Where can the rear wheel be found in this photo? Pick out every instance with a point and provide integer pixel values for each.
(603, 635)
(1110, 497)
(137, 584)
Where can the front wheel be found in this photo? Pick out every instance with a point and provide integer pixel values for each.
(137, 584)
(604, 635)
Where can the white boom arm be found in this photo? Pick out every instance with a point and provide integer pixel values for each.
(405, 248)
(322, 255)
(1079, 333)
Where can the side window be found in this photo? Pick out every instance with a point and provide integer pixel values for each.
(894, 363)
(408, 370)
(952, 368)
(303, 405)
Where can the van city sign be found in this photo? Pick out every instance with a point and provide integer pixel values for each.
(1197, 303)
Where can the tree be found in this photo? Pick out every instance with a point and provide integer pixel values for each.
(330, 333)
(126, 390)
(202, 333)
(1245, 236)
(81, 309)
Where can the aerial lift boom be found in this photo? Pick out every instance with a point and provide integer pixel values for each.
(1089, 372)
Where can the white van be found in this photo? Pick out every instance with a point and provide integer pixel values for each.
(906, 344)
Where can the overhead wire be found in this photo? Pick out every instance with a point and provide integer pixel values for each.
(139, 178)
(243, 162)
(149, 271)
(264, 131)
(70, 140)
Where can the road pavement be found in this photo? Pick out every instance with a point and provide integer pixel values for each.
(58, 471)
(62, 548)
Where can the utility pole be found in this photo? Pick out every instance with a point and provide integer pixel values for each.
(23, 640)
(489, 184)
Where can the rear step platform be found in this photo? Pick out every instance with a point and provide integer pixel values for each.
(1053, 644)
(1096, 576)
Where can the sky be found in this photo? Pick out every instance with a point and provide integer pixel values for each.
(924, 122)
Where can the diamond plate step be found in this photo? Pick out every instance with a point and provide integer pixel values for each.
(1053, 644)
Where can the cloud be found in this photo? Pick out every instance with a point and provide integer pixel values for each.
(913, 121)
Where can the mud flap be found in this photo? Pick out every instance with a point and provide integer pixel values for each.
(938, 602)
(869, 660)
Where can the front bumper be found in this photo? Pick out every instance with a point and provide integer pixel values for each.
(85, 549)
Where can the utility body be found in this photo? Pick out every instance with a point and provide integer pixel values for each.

==========

→ WHAT NEEDS TO BE DONE
Rewrite all of the records above with "Pick out every instance" changed to "Mark each instance" wherever it occurs, keeping everything else the same.

→ ANSWER
Where can the rear wheel be found in this photo? Mark each instance with a point and provide integer pixel values for each.
(603, 635)
(1110, 497)
(137, 584)
Where can the front wheel be found in this photo? Mark each instance with a point and provide integer pixel values for each.
(137, 584)
(604, 635)
Where can the white boom arm be found in this photo? Mark each instance with a point and provide integer pixel values for each.
(405, 248)
(322, 255)
(1079, 333)
Where can the side window be found in this photo? Mark each instance with a point and provide integer pixel values for each.
(894, 363)
(408, 370)
(952, 368)
(303, 405)
Where can the van city sign be found in this photo? Mark each instance with a point and provide integer pixel values for each.
(1197, 303)
Where can the tree be found in this photo? Mark each instance with a point and provide integer pixel values for each.
(330, 333)
(126, 390)
(202, 333)
(1245, 236)
(81, 309)
Where can the aerial lift boom be found in this photo? Mark each instance with a point and provide integer pixel values for each.
(1089, 372)
Where can the white van be found in this photo? Mark each instance with a point and provide integer pixel values for each.
(906, 344)
Where can the overhead wire be found in this photo? Mark each instance with a point and provide integer pixel values for each.
(139, 178)
(243, 162)
(149, 271)
(264, 131)
(70, 140)
Where can the road pavement be found in this photo? Mark each instance with a point and provide integer pixel values for each.
(58, 471)
(62, 548)
Where can the utility pole be found in this photo? Mark each instance with a point and provide integer pixel values for each.
(23, 640)
(489, 184)
Where can the rear step platform be found in this photo? Mark each instance with a point and provide integer pixel values for each.
(1053, 644)
(1096, 576)
Where can the sky be found in this photo? Mark each instance with a point and provide integer pixel values for each.
(924, 122)
Where can the diamond plate step be found in this photo? Mark each instance with a point and provide integer pixel values for each.
(1053, 644)
Where can the cloud be found in this photo? Mark each instance with a point and provide integer pixel values for each.
(913, 121)
Where can the mud flap be found in this photo? Mark each instance with a point and provide integer pixel values for each.
(938, 602)
(869, 660)
Where can the front bumper be found in this photo? Mark each instance with a point and provide integer pixel values for each.
(85, 549)
Where can the utility body be found in this photo? Mark each instance with a point and provide integer pixel values for each.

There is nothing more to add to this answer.